**Challenge:**
Render the rows below as a Markdown table with a Number column giving each line's position and an Entry column holding the line itself, skipping blank lines. Leave the pictures out of the table.

____

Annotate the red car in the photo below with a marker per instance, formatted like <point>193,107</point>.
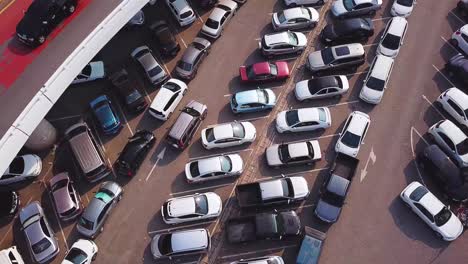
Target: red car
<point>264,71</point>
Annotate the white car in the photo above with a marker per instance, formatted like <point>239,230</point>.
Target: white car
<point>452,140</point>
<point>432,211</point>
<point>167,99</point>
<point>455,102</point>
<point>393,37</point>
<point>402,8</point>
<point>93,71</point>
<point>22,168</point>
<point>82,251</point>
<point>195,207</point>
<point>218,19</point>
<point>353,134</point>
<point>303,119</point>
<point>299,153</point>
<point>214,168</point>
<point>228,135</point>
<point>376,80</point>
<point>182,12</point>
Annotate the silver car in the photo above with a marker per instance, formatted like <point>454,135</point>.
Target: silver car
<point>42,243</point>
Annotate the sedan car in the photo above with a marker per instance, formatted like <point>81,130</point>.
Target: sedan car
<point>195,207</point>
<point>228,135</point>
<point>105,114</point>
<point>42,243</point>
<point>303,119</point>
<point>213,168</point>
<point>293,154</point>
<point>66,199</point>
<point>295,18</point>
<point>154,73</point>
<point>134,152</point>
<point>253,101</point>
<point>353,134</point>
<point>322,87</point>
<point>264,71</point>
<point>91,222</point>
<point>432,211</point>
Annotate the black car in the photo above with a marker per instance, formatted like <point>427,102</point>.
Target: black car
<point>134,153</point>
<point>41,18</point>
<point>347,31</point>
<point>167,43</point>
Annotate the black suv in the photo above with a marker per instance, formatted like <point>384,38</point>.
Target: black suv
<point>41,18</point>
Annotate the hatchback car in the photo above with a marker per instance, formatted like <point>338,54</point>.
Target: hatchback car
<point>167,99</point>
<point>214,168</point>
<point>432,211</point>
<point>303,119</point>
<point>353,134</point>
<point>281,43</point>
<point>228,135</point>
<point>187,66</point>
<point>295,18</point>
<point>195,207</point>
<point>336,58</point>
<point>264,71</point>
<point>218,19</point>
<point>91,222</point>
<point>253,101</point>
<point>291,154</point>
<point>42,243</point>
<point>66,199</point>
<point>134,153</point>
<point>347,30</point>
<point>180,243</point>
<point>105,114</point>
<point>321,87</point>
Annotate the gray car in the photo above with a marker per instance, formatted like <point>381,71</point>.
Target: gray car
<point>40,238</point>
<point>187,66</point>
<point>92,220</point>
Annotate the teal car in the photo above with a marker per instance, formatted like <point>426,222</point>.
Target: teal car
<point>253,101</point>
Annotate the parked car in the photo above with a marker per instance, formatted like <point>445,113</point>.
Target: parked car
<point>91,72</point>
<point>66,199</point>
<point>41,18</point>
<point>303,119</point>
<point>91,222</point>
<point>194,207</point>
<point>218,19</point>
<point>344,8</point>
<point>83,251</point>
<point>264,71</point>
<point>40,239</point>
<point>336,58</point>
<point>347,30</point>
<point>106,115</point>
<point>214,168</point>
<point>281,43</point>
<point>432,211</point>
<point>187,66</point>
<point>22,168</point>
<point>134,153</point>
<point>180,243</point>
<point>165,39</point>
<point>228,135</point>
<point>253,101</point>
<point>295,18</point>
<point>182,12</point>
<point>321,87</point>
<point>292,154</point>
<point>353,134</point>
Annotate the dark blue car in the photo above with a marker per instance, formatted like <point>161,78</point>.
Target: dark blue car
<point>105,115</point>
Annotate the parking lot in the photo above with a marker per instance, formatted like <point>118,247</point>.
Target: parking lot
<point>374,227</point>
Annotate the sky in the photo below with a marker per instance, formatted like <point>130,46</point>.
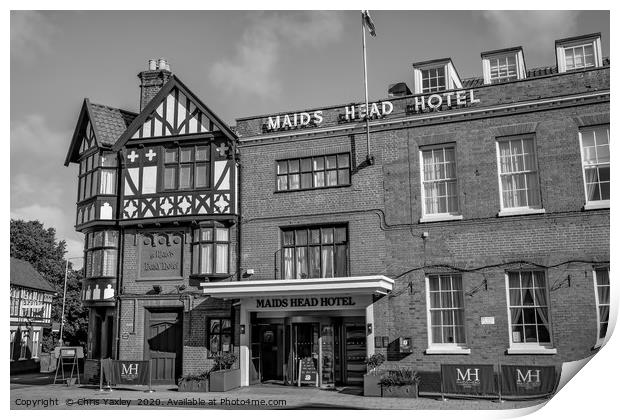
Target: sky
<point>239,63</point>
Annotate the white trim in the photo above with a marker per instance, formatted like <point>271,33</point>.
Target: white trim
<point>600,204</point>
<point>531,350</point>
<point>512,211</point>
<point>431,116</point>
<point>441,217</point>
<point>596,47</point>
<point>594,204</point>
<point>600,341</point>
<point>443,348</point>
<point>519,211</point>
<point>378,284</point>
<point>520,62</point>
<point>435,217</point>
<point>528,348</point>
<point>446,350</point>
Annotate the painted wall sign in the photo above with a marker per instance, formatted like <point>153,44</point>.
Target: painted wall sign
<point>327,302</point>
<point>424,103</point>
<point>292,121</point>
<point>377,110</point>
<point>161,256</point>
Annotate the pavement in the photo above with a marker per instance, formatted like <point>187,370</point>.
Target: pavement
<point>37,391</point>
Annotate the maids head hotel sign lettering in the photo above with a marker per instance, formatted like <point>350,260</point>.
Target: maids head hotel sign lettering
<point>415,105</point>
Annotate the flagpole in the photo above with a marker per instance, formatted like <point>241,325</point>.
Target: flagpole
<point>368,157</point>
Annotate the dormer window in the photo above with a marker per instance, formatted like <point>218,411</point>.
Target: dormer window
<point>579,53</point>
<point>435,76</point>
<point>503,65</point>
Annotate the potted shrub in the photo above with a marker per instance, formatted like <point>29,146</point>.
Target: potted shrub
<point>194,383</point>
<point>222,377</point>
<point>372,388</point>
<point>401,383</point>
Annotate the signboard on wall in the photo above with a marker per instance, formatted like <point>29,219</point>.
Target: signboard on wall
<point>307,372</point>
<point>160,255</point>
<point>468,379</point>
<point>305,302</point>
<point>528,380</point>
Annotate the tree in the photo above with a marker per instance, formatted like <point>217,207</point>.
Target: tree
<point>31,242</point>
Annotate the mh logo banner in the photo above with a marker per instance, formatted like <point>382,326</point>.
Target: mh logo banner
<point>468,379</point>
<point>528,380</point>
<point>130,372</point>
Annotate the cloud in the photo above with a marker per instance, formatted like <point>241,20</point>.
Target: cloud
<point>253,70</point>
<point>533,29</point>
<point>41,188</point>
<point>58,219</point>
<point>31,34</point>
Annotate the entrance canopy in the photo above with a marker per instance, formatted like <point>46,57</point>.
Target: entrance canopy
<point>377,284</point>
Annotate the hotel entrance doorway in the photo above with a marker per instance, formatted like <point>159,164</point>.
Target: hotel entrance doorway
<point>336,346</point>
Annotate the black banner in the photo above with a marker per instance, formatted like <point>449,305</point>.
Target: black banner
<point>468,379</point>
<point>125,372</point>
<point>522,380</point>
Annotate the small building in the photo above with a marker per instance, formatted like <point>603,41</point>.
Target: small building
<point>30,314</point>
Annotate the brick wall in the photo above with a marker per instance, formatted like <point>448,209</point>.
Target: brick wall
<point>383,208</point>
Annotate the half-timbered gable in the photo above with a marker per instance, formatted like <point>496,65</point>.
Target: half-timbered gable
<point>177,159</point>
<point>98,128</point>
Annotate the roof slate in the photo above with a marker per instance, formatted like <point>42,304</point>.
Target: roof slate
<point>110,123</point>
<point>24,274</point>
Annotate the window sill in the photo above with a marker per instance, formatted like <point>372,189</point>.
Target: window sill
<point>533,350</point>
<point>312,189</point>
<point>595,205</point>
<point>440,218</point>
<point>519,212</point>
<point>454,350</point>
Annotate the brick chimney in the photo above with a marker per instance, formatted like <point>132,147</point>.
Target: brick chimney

____

**Response to this exercise:**
| Number | Entry |
|---|---|
| 1 | Annotate the red car in the photo below with a marker per instance, formatted like <point>193,107</point>. |
| 2 | Target: red car |
| 3 | <point>264,71</point> |
| 4 | Annotate the white car in the photo above with a marker per instance, formatted like <point>239,230</point>. |
| 5 | Target: white car |
| 6 | <point>452,140</point> |
| 7 | <point>432,211</point> |
| 8 | <point>167,99</point> |
| 9 | <point>455,102</point> |
| 10 | <point>393,37</point> |
| 11 | <point>402,8</point> |
| 12 | <point>93,71</point> |
| 13 | <point>22,168</point> |
| 14 | <point>82,251</point> |
| 15 | <point>195,207</point> |
| 16 | <point>218,19</point> |
| 17 | <point>353,134</point> |
| 18 | <point>303,119</point> |
| 19 | <point>299,153</point> |
| 20 | <point>214,168</point> |
| 21 | <point>228,135</point> |
| 22 | <point>376,80</point> |
| 23 | <point>182,12</point> |
| 24 | Annotate the silver car in the photo above with a marker per instance, formatted like <point>454,135</point>. |
| 25 | Target: silver car |
| 26 | <point>42,243</point> |
| 27 | Annotate the sedan car in the photo above with a marker per instance, formatted like <point>81,130</point>. |
| 28 | Target: sedan car |
| 29 | <point>195,207</point> |
| 30 | <point>228,135</point> |
| 31 | <point>105,114</point> |
| 32 | <point>42,243</point> |
| 33 | <point>303,119</point> |
| 34 | <point>213,168</point> |
| 35 | <point>293,154</point> |
| 36 | <point>66,199</point> |
| 37 | <point>295,18</point> |
| 38 | <point>154,73</point> |
| 39 | <point>134,152</point> |
| 40 | <point>253,101</point> |
| 41 | <point>353,134</point> |
| 42 | <point>322,87</point> |
| 43 | <point>264,71</point> |
| 44 | <point>91,222</point> |
| 45 | <point>432,211</point> |
| 46 | Annotate the black car in the photo above with a marker per instance, formatted like <point>427,102</point>. |
| 47 | Target: black car |
| 48 | <point>134,153</point> |
| 49 | <point>41,18</point> |
| 50 | <point>347,31</point> |
| 51 | <point>167,43</point> |
| 52 | Annotate the black suv in the photo above with a marker per instance, formatted like <point>384,38</point>. |
| 53 | Target: black suv |
| 54 | <point>41,18</point> |
| 55 | Annotate the hatchback car in the photo above with a marker per instance, formatted like <point>338,54</point>. |
| 56 | Target: hatchback car |
| 57 | <point>167,99</point> |
| 58 | <point>214,168</point> |
| 59 | <point>432,211</point> |
| 60 | <point>303,119</point> |
| 61 | <point>353,134</point> |
| 62 | <point>281,43</point> |
| 63 | <point>228,135</point> |
| 64 | <point>187,66</point> |
| 65 | <point>295,18</point> |
| 66 | <point>195,207</point> |
| 67 | <point>336,58</point> |
| 68 | <point>264,71</point> |
| 69 | <point>218,19</point> |
| 70 | <point>91,222</point> |
| 71 | <point>253,101</point> |
| 72 | <point>291,154</point> |
| 73 | <point>42,243</point> |
| 74 | <point>66,199</point> |
| 75 | <point>134,153</point> |
| 76 | <point>347,30</point> |
| 77 | <point>180,243</point> |
| 78 | <point>105,114</point> |
| 79 | <point>321,87</point> |
| 80 | Annotate the gray car in the photo above with a marker per instance, formatted like <point>381,71</point>. |
| 81 | Target: gray car |
| 82 | <point>40,238</point> |
| 83 | <point>187,66</point> |
| 84 | <point>92,220</point> |
| 85 | Annotate the teal car in the photo above with a marker per instance, formatted like <point>426,222</point>. |
| 86 | Target: teal car |
| 87 | <point>253,101</point> |
| 88 | Annotate the parked car in the photo above with a marker per instance, formatted like <point>445,113</point>. |
| 89 | Target: parked car |
| 90 | <point>91,72</point> |
| 91 | <point>66,199</point> |
| 92 | <point>41,18</point> |
| 93 | <point>303,119</point> |
| 94 | <point>91,222</point> |
| 95 | <point>194,207</point> |
| 96 | <point>218,19</point> |
| 97 | <point>344,8</point> |
| 98 | <point>83,251</point> |
| 99 | <point>264,71</point> |
| 100 | <point>40,239</point> |
| 101 | <point>336,58</point> |
| 102 | <point>347,30</point> |
| 103 | <point>106,115</point> |
| 104 | <point>214,168</point> |
| 105 | <point>281,43</point> |
| 106 | <point>432,211</point> |
| 107 | <point>187,66</point> |
| 108 | <point>22,168</point> |
| 109 | <point>134,153</point> |
| 110 | <point>180,243</point> |
| 111 | <point>165,39</point> |
| 112 | <point>228,135</point> |
| 113 | <point>253,101</point> |
| 114 | <point>295,18</point> |
| 115 | <point>182,12</point> |
| 116 | <point>321,87</point> |
| 117 | <point>292,154</point> |
| 118 | <point>353,134</point> |
| 119 | Annotate the dark blue car in the photo above with a marker per instance, formatted like <point>161,78</point>. |
| 120 | Target: dark blue car |
| 121 | <point>105,115</point> |
| 122 | Annotate the parking lot in the photo above with a marker per instance, formatted like <point>118,247</point>. |
| 123 | Target: parking lot |
| 124 | <point>374,227</point> |
| 125 | Annotate the sky in the photo below with a marker per instance, formatted like <point>130,46</point>. |
| 126 | Target: sky |
| 127 | <point>239,63</point> |
| 128 | Annotate the white trim in the photo above with a marker per instance, formatted like <point>271,33</point>. |
| 129 | Target: white trim |
| 130 | <point>600,204</point> |
| 131 | <point>531,350</point> |
| 132 | <point>512,211</point> |
| 133 | <point>431,116</point> |
| 134 | <point>441,217</point> |
| 135 | <point>596,47</point> |
| 136 | <point>594,204</point> |
| 137 | <point>600,341</point> |
| 138 | <point>443,348</point> |
| 139 | <point>519,211</point> |
| 140 | <point>378,284</point> |
| 141 | <point>520,62</point> |
| 142 | <point>435,217</point> |
| 143 | <point>528,348</point> |
| 144 | <point>446,350</point> |
| 145 | Annotate the painted wall sign in the photo above with a marker per instance, formatted like <point>153,44</point>. |
| 146 | Target: painted wall sign |
| 147 | <point>327,302</point> |
| 148 | <point>424,103</point> |
| 149 | <point>292,121</point> |
| 150 | <point>377,110</point> |
| 151 | <point>161,256</point> |
| 152 | Annotate the pavement in the photo above with a marker per instance, formatted like <point>187,370</point>. |
| 153 | Target: pavement |
| 154 | <point>37,391</point> |
| 155 | Annotate the maids head hotel sign lettering in the photo above with a marker per instance, formatted like <point>350,260</point>. |
| 156 | Target: maids head hotel sign lettering |
| 157 | <point>415,105</point> |
| 158 | Annotate the flagpole in the photo above with a marker per instance, formatted like <point>241,325</point>. |
| 159 | Target: flagpole |
| 160 | <point>368,157</point> |
| 161 | Annotate the dormer window in the photo above with a marker per instance, formatted like <point>218,411</point>. |
| 162 | Target: dormer window |
| 163 | <point>579,53</point> |
| 164 | <point>435,76</point> |
| 165 | <point>503,65</point> |
| 166 | Annotate the potted shrub in the photo above with a marker per instance, formatted like <point>29,146</point>. |
| 167 | Target: potted shrub |
| 168 | <point>194,383</point> |
| 169 | <point>222,377</point> |
| 170 | <point>372,388</point> |
| 171 | <point>401,383</point> |
| 172 | Annotate the signboard on wall in the photo above with a marker per instance, formatted like <point>29,219</point>. |
| 173 | Target: signboard on wall |
| 174 | <point>307,372</point> |
| 175 | <point>160,255</point> |
| 176 | <point>468,379</point> |
| 177 | <point>305,302</point> |
| 178 | <point>528,380</point> |
| 179 | Annotate the tree in the photo above with a marker per instance, formatted like <point>217,207</point>. |
| 180 | Target: tree |
| 181 | <point>31,242</point> |
| 182 | Annotate the mh logo banner in the photo above with a marker per instance, formatted like <point>382,326</point>. |
| 183 | Target: mh logo banner |
| 184 | <point>468,379</point> |
| 185 | <point>528,380</point> |
| 186 | <point>130,372</point> |
| 187 | Annotate the cloud in the photo above with a marker per instance, formatted like <point>241,20</point>. |
| 188 | Target: cloud |
| 189 | <point>253,70</point> |
| 190 | <point>533,29</point> |
| 191 | <point>41,188</point> |
| 192 | <point>58,219</point> |
| 193 | <point>31,34</point> |
| 194 | Annotate the entrance canopy in the photo above with a marker per instance, formatted like <point>46,57</point>. |
| 195 | Target: entrance canopy |
| 196 | <point>377,284</point> |
| 197 | Annotate the hotel entrance doorway in the photo above with a marker per instance, formatted like <point>159,164</point>. |
| 198 | Target: hotel entrance doorway |
| 199 | <point>336,346</point> |
| 200 | Annotate the black banner in the photo above with a marker per instance, formatted like <point>449,305</point>. |
| 201 | Target: black banner |
| 202 | <point>468,379</point> |
| 203 | <point>125,372</point> |
| 204 | <point>522,380</point> |
| 205 | Annotate the small building in the photo above with a marker per instance, formatted like <point>603,41</point>. |
| 206 | Target: small building |
| 207 | <point>30,314</point> |
| 208 | Annotate the brick wall in the photo above with a marker per instance, formatted like <point>448,209</point>. |
| 209 | Target: brick wall |
| 210 | <point>383,208</point> |
| 211 | Annotate the half-timbered gable in the photo above with a marker per instance, formatted like <point>496,65</point>. |
| 212 | Target: half-timbered gable |
| 213 | <point>177,159</point> |
| 214 | <point>98,128</point> |
| 215 | Annotate the roof slate in the photo above with a marker per instance, formatted like <point>42,304</point>. |
| 216 | Target: roof slate |
| 217 | <point>110,123</point> |
| 218 | <point>24,274</point> |
| 219 | Annotate the window sill in the photo above with a marker per instance, formatted like <point>372,189</point>. |
| 220 | Target: window sill |
| 221 | <point>533,350</point> |
| 222 | <point>312,189</point> |
| 223 | <point>595,205</point> |
| 224 | <point>440,218</point> |
| 225 | <point>519,212</point> |
| 226 | <point>454,350</point> |
| 227 | Annotate the brick chimney in the photo above with a marker per instance, formatted like <point>132,147</point>. |
| 228 | Target: brick chimney |